▶ The task: Every entry must be echoed exactly.

..............................

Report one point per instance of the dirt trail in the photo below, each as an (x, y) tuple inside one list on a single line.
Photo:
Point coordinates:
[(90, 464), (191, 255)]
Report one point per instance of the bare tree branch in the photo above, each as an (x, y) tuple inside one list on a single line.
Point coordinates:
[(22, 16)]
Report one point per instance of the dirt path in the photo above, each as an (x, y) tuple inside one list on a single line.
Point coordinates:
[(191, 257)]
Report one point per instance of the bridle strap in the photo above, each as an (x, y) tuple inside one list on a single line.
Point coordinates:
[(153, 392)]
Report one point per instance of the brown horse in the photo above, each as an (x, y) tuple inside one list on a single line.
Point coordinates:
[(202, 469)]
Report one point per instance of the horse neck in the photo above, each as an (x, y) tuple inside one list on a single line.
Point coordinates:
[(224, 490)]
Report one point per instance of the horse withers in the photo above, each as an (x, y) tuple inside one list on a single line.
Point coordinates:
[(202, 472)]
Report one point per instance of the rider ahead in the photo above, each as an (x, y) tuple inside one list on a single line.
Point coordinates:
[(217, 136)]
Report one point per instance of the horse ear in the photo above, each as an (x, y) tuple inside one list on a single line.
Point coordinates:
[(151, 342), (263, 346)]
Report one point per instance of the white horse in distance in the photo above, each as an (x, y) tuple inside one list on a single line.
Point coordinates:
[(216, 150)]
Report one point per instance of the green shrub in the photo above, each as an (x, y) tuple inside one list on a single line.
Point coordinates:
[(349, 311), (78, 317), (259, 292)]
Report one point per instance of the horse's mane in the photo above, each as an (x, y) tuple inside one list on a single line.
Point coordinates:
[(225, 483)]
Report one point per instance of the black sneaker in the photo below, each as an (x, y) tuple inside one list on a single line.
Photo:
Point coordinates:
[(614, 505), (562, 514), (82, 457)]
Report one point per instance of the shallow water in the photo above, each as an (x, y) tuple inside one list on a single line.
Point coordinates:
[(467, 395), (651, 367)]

..............................

▶ Response:
Report one point per instance of the dirt trail in the photo below, each as an (x, y) tuple inside one list on a single line.
Photo:
Point coordinates:
[(90, 464), (191, 255)]
Report one point per instance of the bare tree branch in the photo above, each as an (x, y) tuple inside one list on a single line.
Point coordinates:
[(22, 16)]
Report one point per instance of the dirt path in the photo above, each as an (x, y) tuple inside one list on a single line.
Point coordinates:
[(191, 257)]
Report one point per instance of the bridle strap in the photo above, each as an (x, y) tuple inside one list on a single line.
Point coordinates:
[(153, 392)]
Report one point per instance of the brown horse in the photo above, each as an (x, y) tuple inside one list on a single line.
Point coordinates:
[(202, 469)]
Report one point per instance of the horse neck in the photo above, each as an (x, y) tuple inside one list on a single line.
Point coordinates:
[(224, 490)]
Report one point per instance of the horse withers in the photo above, each as an (x, y) tuple inside one list on a single line.
Point coordinates:
[(202, 472)]
Report one point per instance of the rider ahead in the photo above, each as an (x, y) tuple inside one list on a single line.
Point coordinates:
[(217, 136)]
Report one point per instance of the horse ear in the photo above, each as an (x, y) tuple inside one list on a single line.
Point coordinates:
[(151, 342), (263, 346)]
Report one point per instance of the white horse in distance in the photo above, each as an (x, y) tuple inside one list on a single line.
Point coordinates:
[(216, 150)]
Report one point per instance of the green shrub in the photo above, each as an (x, y) tuple inside one list on a single line.
Point coordinates:
[(349, 311), (78, 317), (259, 292)]
Report one point per instance of the horse's mane in the photo above, each as an (x, y) tuple inside one list on a single line.
Point coordinates:
[(225, 483)]
Report one point per instance of the black sneaker in the photo below, each as an (x, y) tuple inside one list on a single line.
Photo:
Point coordinates:
[(614, 505), (562, 514), (82, 457)]
Report one point per instance of the shallow water in the photo above, each as an (x, y) tuple inside one list on a single line.
Point coordinates:
[(467, 395), (651, 367)]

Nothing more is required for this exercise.